_What you will do:_ Please output every line of the material as it stands, without the pictures.

_Provided data:_
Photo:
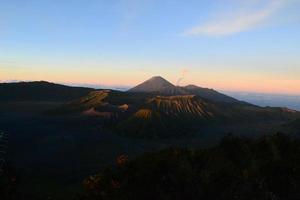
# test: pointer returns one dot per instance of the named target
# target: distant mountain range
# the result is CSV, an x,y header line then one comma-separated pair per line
x,y
40,91
158,85
155,108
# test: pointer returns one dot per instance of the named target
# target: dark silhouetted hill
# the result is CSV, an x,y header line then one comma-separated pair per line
x,y
40,91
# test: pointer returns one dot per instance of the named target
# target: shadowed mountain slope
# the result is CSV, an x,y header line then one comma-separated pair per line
x,y
158,85
40,91
148,114
210,94
161,86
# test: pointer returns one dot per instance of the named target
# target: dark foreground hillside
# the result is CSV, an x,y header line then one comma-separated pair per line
x,y
237,168
246,169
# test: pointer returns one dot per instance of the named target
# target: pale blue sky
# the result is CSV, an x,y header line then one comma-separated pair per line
x,y
250,45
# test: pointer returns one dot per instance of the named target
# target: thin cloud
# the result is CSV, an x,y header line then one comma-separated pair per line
x,y
233,22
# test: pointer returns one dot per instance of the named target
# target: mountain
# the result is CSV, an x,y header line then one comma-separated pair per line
x,y
158,85
40,91
161,86
155,116
210,94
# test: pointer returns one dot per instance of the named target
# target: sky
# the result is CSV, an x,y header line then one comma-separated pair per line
x,y
232,45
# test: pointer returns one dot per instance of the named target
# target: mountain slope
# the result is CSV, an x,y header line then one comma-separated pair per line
x,y
210,94
158,85
40,91
172,116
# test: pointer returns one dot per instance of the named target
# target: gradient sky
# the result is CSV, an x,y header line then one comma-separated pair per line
x,y
238,45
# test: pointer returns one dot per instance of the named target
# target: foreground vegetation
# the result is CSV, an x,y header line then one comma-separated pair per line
x,y
238,168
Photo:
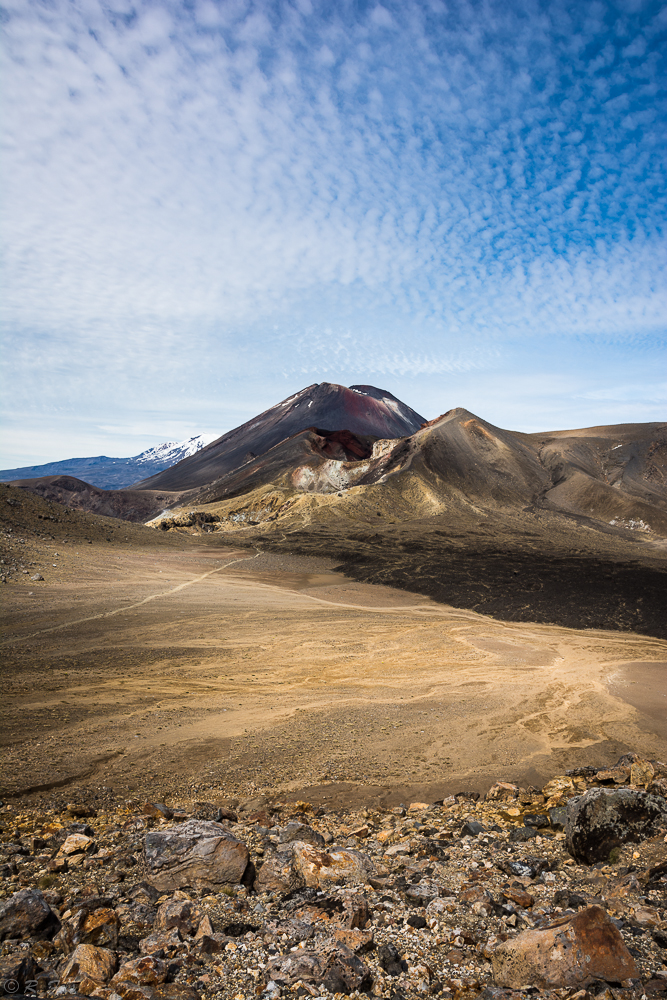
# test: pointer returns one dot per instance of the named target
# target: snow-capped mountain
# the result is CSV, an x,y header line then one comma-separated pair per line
x,y
115,473
170,452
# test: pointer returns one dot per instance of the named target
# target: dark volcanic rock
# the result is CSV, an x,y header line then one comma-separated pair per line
x,y
336,967
27,914
361,410
197,853
603,819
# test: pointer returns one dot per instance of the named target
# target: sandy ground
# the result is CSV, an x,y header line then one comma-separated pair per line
x,y
200,668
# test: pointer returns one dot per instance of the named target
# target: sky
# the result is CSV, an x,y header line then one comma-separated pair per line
x,y
210,205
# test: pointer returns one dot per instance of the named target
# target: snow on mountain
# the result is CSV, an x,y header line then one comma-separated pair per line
x,y
115,473
171,452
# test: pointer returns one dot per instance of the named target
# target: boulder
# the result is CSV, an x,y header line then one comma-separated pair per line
x,y
570,952
319,868
603,818
180,913
27,914
161,941
15,971
198,853
301,831
278,874
335,967
145,971
89,962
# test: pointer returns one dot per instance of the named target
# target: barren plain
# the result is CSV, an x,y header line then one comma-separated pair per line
x,y
163,663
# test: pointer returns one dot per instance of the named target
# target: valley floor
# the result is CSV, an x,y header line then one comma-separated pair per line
x,y
187,666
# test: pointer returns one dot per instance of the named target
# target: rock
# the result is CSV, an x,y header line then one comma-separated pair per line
x,y
225,813
558,817
182,914
471,828
602,819
570,952
356,940
80,811
175,991
253,805
334,967
15,971
27,914
320,868
99,928
522,833
558,790
642,773
300,831
390,960
161,941
356,912
421,893
211,944
75,844
89,962
146,971
502,790
537,820
198,853
278,874
157,810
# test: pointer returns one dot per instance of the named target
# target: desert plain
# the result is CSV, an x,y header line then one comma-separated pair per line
x,y
162,665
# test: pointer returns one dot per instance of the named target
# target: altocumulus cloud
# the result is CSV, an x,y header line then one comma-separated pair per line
x,y
397,187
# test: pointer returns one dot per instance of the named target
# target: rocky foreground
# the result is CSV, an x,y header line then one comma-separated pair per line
x,y
558,892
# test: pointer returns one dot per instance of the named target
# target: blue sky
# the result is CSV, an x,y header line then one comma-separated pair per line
x,y
208,206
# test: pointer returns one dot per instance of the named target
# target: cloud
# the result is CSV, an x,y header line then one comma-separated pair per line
x,y
408,183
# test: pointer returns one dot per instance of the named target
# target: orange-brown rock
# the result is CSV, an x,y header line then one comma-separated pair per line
x,y
146,971
89,962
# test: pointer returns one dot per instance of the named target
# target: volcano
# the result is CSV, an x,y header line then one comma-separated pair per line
x,y
361,410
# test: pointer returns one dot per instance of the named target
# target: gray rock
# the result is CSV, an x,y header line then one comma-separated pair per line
x,y
15,971
278,874
335,967
603,819
197,853
300,831
27,914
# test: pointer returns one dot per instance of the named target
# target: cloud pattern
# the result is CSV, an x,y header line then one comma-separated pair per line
x,y
200,191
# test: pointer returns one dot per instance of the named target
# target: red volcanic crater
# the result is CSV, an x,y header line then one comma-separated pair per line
x,y
339,414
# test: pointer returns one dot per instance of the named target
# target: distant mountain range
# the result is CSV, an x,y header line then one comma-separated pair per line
x,y
114,473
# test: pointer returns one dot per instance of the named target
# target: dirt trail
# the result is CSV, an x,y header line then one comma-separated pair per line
x,y
161,669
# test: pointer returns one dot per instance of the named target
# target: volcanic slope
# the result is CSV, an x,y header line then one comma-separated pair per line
x,y
362,410
568,528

_Output for this task:_
Photo:
# test: pointer returns one dot per instance of the named target
# target: distant mountain range
# the result is CSV, an x,y header line then one comma-separated pair per line
x,y
40,91
158,85
155,108
# test: pointer returns one dot per instance of the named target
# target: dark silhouetted hill
# the result is CSV, an x,y header line then one comma-separated pair per line
x,y
40,91
# test: pointer returns one dot per instance of the named target
# target: shadowed mountain slope
# the result is CSV, an x,y header line then one comma-separated pair per line
x,y
158,85
40,91
148,114
210,94
161,86
# test: pointer returns one dot per instance of the named target
# target: dark foreground hillside
# the result is CSV, an x,y header line then one comma-separated pair per line
x,y
237,168
246,169
# test: pointer returns one dot per instance of the named target
# target: pale blue sky
# the result is CSV, an x,y header line then one comma-separated pair per line
x,y
250,45
# test: pointer returns one dot per instance of the named target
# target: thin cloud
# the result is CSV, an x,y header line then one comma-separated pair per line
x,y
233,22
# test: pointer returns one dot per instance of the named target
# target: mountain
# the result is CSV, an x,y header line then one comma-separated pair per line
x,y
158,85
40,91
161,86
155,116
210,94
# test: pointer returns one dot per instance of the named target
# target: sky
# the result is CSV, an x,y header line then one comma-separated pair per line
x,y
232,45
# test: pointer returns one dot per instance of the named target
# target: mountain slope
# the result is CSV, an x,y header line then one comma-separated pair per line
x,y
210,94
158,85
40,91
172,116
# test: pointer returns one dot per instance of the named target
# target: gradient sky
# the result is CSV, an x,y header line then one comma-separated pair per line
x,y
238,45
# test: pointer returns one dot per instance of the named target
# target: foreground vegetation
# the result is CSV, an x,y header line then one comma-separated pair per line
x,y
238,168
Photo:
# test: pointer returns one dot per instance of the named target
# target: snow-capped mountain
# the result is CSV, an x,y header line then one comma-separated pair per line
x,y
115,473
170,452
# test: pointer returns one dot per instance of the named target
# target: dark volcanic rock
# the result is CSV, an x,y header line then one comma-separated pair per line
x,y
336,967
27,914
361,410
197,853
603,819
# test: pointer returns one dot per instance of the named target
# target: sandy ground
# the result is CSV, an x,y header line then one comma-separated pair per line
x,y
200,668
# test: pointer returns one dot per instance of the named target
# target: sky
# the result is CSV, an x,y header line then one comma-separated pair per line
x,y
210,205
# test: pointer returns one dot per instance of the named target
# target: snow on mountain
# the result is CSV, an x,y header line then one comma-separated pair per line
x,y
115,473
171,452
# test: pointer returns one dot per instance of the named target
# target: boulder
# the result is CSV, an x,y header line then one comma-separated pair per line
x,y
570,952
319,868
603,818
180,913
27,914
161,941
15,971
198,853
301,831
278,874
335,967
145,971
89,962
# test: pointer returns one dot per instance of the named target
# target: barren plain
# the result is CSV, an x,y header line then one comma-separated pair per line
x,y
163,663
# test: pointer returns one dot per instance of the named target
# target: valley floor
# the result is CSV, an x,y header line then one comma-separated pair per line
x,y
187,666
# test: pointer returns one dot per instance of the named target
# target: rock
# the result is CSV, an x,y header line then one comma-separated pair per line
x,y
225,813
558,817
182,914
471,828
602,819
570,952
356,940
80,811
175,991
253,805
334,967
15,971
27,914
320,868
99,928
522,833
558,790
642,773
300,831
390,960
161,941
356,912
421,893
211,944
75,844
89,962
146,971
502,790
537,820
198,853
278,874
157,810
# test: pointer returns one dot per instance of the named target
# target: desert plain
# the result is CSV, an x,y header line then one comma-separated pair per line
x,y
162,665
# test: pointer returns one dot per instance of the named target
# target: altocumulus cloud
# the result is CSV, an x,y header line then one comma-separated pair per line
x,y
397,187
# test: pointer returns one dot per instance of the named target
# target: rocky foreground
# the result is CSV, an x,y header line then one comma-separated pair per line
x,y
558,892
# test: pointer returns one dot per instance of the named target
# target: blue sky
# the result is CSV, an x,y header line then one comma-separated pair per line
x,y
208,206
# test: pointer returns one dot per instance of the named target
# target: cloud
# the result is CSV, an x,y header line then one comma-separated pair per line
x,y
408,183
# test: pointer returns one dot per instance of the named target
# target: orange-brown rock
# the result is CSV, an x,y header line then one comma-separated pair per line
x,y
146,971
89,962
# test: pointer returns one dot per instance of the named target
# target: volcano
# the result is CSV, an x,y header line then one comma-separated pair per line
x,y
361,410
# test: pointer returns one dot per instance of the named target
# target: gray rock
# the result is CSV, an x,y header line then one comma-separated pair per line
x,y
15,971
278,874
335,967
603,819
197,853
300,831
27,914
# test: pointer returns one dot per instance of the named target
# target: cloud pattern
# the result is CSV, an x,y header line then one comma-separated pair per line
x,y
200,191
# test: pointer returns one dot per instance of the named target
# target: red volcanic crater
# the result is CSV, an x,y header line then one comma-separated pair per line
x,y
339,414
# test: pointer returns one dot per instance of the named target
# target: distant mountain range
# the result is CSV, an x,y header line then one comma-separated pair per line
x,y
114,473
# test: pointer returns one dot per instance of the named target
# target: dirt trail
# the result is CSV, an x,y header line then one comma-separated pair per line
x,y
161,669
# test: pointer returns one dot per instance of the named target
# target: volcanic slope
# the result is CSV, an x,y header line then one comma-separated pair per line
x,y
362,410
568,528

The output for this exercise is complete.